I keep honey bees in Reading, Bernville, and Fleetwood, PA without treatments. I love to garden and observe Wasps, Bumble bees, and ants. I also raise mealworms for my Eastern Spotted turtle and myself.
About this time of year, for the past several years, most of my honeybee colonies would be fending off hundreds of yellow jackets daily. They also would deal with the occasional baldfaced hornet, but to a much lesser extent. This year however (so far), I have witnessed a grand total of 2 yellow jackets, and 2 baldfaced hornets attempting to harass my bees.

▸ Exercise task 1: Transcribe the part of the beekeeping text that opens with the words containing "I keep honey" and closes with "turtle and myself.".
▸ Exercise task 2: In the beekeeping text, in which towns does the writer keep honey bees?
▸ Exercise task 3: Pick up the beekeeping text after its last sentence and carry it further.

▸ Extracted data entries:
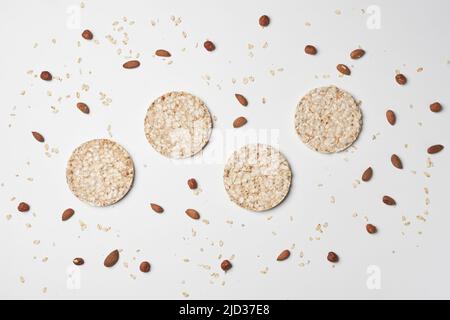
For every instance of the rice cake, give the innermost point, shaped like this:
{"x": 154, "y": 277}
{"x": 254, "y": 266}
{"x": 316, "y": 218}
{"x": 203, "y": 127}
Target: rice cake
{"x": 328, "y": 119}
{"x": 178, "y": 125}
{"x": 257, "y": 177}
{"x": 100, "y": 172}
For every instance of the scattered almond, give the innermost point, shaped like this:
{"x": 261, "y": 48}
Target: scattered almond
{"x": 112, "y": 259}
{"x": 46, "y": 76}
{"x": 145, "y": 267}
{"x": 435, "y": 149}
{"x": 357, "y": 53}
{"x": 226, "y": 265}
{"x": 389, "y": 201}
{"x": 284, "y": 255}
{"x": 391, "y": 118}
{"x": 156, "y": 208}
{"x": 342, "y": 68}
{"x": 132, "y": 64}
{"x": 436, "y": 107}
{"x": 242, "y": 100}
{"x": 83, "y": 107}
{"x": 367, "y": 174}
{"x": 401, "y": 79}
{"x": 239, "y": 122}
{"x": 192, "y": 183}
{"x": 67, "y": 214}
{"x": 39, "y": 137}
{"x": 23, "y": 207}
{"x": 87, "y": 34}
{"x": 396, "y": 162}
{"x": 310, "y": 49}
{"x": 162, "y": 53}
{"x": 193, "y": 214}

▸ Task result 1:
I keep honey bees in Reading, Bernville, and Fleetwood, PA without treatments. I love to garden and observe Wasps, Bumble bees, and ants. I also raise mealworms for my Eastern Spotted turtle and myself.

▸ Task result 2: Reading, Bernville, and Fleetwood, PA.

▸ Task result 3:
So why the picture of my topbar hive full of European hornets? It was back in May that I noticed a single, huge mother hornet enter my empty topbar hive. I looked through the viewing window to see an adorable little paper cone about the size of a silver dollar hanging from a bar. I was preparing to go in and smoosh it, along with mamma when I thought to spend a minute researching these things. I decided to leave it be, and if it got out of hand, then I’d kill it. It never really did get out of hand in my opinion, and it has been as interesting to observe as any other social insect colony. I’ve watched them for hours while they brought in large caterpillars, crickets, some things I couldn’t identify, and yes, baldfaced hornets and yellow jackets (and the occasional honeybee). At this point, the colony spans about 15 bars of the hive, the entrance is very busy, and the influx of chewed up hornets and wasps never stops (even at night and during the rain). Everyone warned me that they will terrorize and decimate my colonies, but I’m just not seeing it. They exit the hive and I watch as they disappear in the far off distance. I can’t help but think that their presence in my yard has contributed to the practical nonexistence of yellow jackets this year. I also can’t wait to open up the hive and look at the nest after winter sets in.
After making it through a crazy roller coaster winter (and spring) that killed a high percentage of local bees, my spool colony finally swarmed on the 4th of July.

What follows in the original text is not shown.